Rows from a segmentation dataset
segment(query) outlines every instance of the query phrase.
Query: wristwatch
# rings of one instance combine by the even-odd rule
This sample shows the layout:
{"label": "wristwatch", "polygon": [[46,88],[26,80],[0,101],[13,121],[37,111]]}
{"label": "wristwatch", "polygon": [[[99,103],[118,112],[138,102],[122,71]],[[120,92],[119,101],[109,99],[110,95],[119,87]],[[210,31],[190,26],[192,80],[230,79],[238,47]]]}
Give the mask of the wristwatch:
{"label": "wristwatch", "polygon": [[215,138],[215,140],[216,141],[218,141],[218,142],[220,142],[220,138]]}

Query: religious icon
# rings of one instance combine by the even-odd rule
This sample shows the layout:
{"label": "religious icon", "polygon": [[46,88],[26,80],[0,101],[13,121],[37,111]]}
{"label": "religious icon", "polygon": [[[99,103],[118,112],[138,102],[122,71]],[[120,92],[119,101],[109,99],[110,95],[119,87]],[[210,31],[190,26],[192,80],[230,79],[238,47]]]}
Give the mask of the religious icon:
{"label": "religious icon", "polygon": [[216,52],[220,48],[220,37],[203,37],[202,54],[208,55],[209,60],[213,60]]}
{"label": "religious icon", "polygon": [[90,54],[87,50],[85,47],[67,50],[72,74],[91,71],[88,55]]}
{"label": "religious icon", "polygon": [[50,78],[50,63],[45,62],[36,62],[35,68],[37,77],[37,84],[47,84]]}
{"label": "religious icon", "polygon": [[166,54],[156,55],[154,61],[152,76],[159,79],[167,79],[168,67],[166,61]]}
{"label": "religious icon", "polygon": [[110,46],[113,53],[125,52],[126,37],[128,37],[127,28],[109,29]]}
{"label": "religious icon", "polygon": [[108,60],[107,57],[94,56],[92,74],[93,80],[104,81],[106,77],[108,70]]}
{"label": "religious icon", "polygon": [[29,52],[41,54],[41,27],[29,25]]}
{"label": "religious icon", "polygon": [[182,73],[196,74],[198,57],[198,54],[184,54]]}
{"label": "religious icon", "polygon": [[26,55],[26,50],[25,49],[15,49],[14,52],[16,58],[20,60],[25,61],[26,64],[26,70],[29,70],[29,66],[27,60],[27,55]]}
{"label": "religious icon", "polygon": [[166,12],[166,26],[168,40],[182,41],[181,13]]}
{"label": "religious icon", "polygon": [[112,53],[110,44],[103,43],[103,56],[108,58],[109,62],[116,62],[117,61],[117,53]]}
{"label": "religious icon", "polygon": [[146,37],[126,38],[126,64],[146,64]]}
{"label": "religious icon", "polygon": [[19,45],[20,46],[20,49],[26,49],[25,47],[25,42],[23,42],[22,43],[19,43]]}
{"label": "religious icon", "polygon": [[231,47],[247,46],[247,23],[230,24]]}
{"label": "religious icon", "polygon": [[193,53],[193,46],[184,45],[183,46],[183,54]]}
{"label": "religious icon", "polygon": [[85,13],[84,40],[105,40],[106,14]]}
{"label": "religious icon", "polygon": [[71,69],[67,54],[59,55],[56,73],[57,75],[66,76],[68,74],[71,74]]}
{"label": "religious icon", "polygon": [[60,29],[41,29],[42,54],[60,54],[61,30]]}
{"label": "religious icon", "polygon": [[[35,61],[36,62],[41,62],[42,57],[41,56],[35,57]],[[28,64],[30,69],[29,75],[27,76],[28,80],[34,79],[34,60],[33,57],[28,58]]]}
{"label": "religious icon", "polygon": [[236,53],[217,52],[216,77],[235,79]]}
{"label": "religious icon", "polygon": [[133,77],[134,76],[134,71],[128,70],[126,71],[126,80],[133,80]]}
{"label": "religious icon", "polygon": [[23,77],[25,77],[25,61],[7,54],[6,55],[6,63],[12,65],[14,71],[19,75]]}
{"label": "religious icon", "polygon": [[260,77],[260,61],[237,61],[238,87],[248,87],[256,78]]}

Your task -> Every entry above needs to be quoted exactly.

Output of the task ->
segment(query) outlines every instance of the query phrase.
Query: wristwatch
# rings of one instance combine by the even-odd rule
This sample shows the layout:
{"label": "wristwatch", "polygon": [[46,88],[26,80],[0,101],[13,121],[37,111]]}
{"label": "wristwatch", "polygon": [[[99,103],[118,112],[138,102],[122,71]],[[120,92],[119,101],[109,99],[110,95],[119,87]],[[210,31],[190,26],[192,80],[230,79],[238,47]]]}
Give the mask of the wristwatch:
{"label": "wristwatch", "polygon": [[215,138],[215,140],[216,141],[218,141],[218,142],[220,142],[220,138]]}

Query: religious icon
# rings of one instance combine by the even-odd rule
This sample shows the layout:
{"label": "religious icon", "polygon": [[46,88],[26,80],[0,101],[13,121],[37,111]]}
{"label": "religious icon", "polygon": [[[99,103],[118,112],[138,102],[122,71]],[[120,92],[119,101],[109,99],[110,95],[119,87]],[[210,31],[190,26],[192,80],[230,79],[238,47]]]}
Give the mask of the religious icon:
{"label": "religious icon", "polygon": [[216,52],[220,48],[220,37],[203,37],[202,54],[208,55],[209,60],[213,60]]}
{"label": "religious icon", "polygon": [[90,54],[87,50],[85,47],[67,50],[72,74],[91,71],[88,55]]}
{"label": "religious icon", "polygon": [[50,78],[50,63],[45,62],[36,62],[35,68],[37,77],[37,84],[47,84]]}
{"label": "religious icon", "polygon": [[166,54],[156,55],[154,61],[152,76],[159,79],[167,79],[168,67],[166,61]]}
{"label": "religious icon", "polygon": [[110,46],[113,53],[125,52],[126,37],[128,37],[127,28],[109,29]]}
{"label": "religious icon", "polygon": [[108,60],[107,57],[94,56],[92,74],[93,80],[104,81],[106,77],[108,70]]}
{"label": "religious icon", "polygon": [[29,52],[41,54],[41,27],[29,25]]}
{"label": "religious icon", "polygon": [[182,73],[196,74],[198,57],[198,54],[184,54]]}
{"label": "religious icon", "polygon": [[26,55],[26,50],[25,49],[15,49],[14,52],[16,58],[20,60],[25,61],[26,64],[26,70],[29,70],[29,66],[27,60],[27,55]]}
{"label": "religious icon", "polygon": [[166,12],[166,26],[168,40],[182,41],[181,13]]}
{"label": "religious icon", "polygon": [[112,53],[110,44],[103,43],[103,56],[108,58],[109,62],[116,62],[117,61],[117,53]]}
{"label": "religious icon", "polygon": [[146,37],[126,38],[126,64],[146,64]]}
{"label": "religious icon", "polygon": [[19,45],[20,46],[20,49],[26,49],[25,47],[25,42],[23,42],[22,43],[19,43]]}
{"label": "religious icon", "polygon": [[231,47],[247,46],[247,23],[230,24]]}
{"label": "religious icon", "polygon": [[193,53],[193,46],[184,45],[183,46],[183,54]]}
{"label": "religious icon", "polygon": [[85,13],[84,40],[105,40],[106,14]]}
{"label": "religious icon", "polygon": [[71,69],[67,54],[59,55],[56,73],[57,75],[66,76],[68,74],[71,74]]}
{"label": "religious icon", "polygon": [[60,29],[41,29],[42,54],[60,54],[61,30]]}
{"label": "religious icon", "polygon": [[[35,61],[36,62],[41,62],[42,57],[41,56],[35,57]],[[28,64],[30,69],[29,75],[27,76],[28,80],[34,79],[34,60],[33,57],[28,58]]]}
{"label": "religious icon", "polygon": [[236,53],[217,52],[216,77],[235,79]]}
{"label": "religious icon", "polygon": [[133,77],[134,76],[134,71],[128,70],[126,71],[126,80],[133,80]]}
{"label": "religious icon", "polygon": [[23,77],[25,77],[25,61],[7,54],[6,55],[6,63],[12,65],[14,71],[19,75]]}
{"label": "religious icon", "polygon": [[260,77],[260,61],[237,61],[238,87],[248,87],[256,78]]}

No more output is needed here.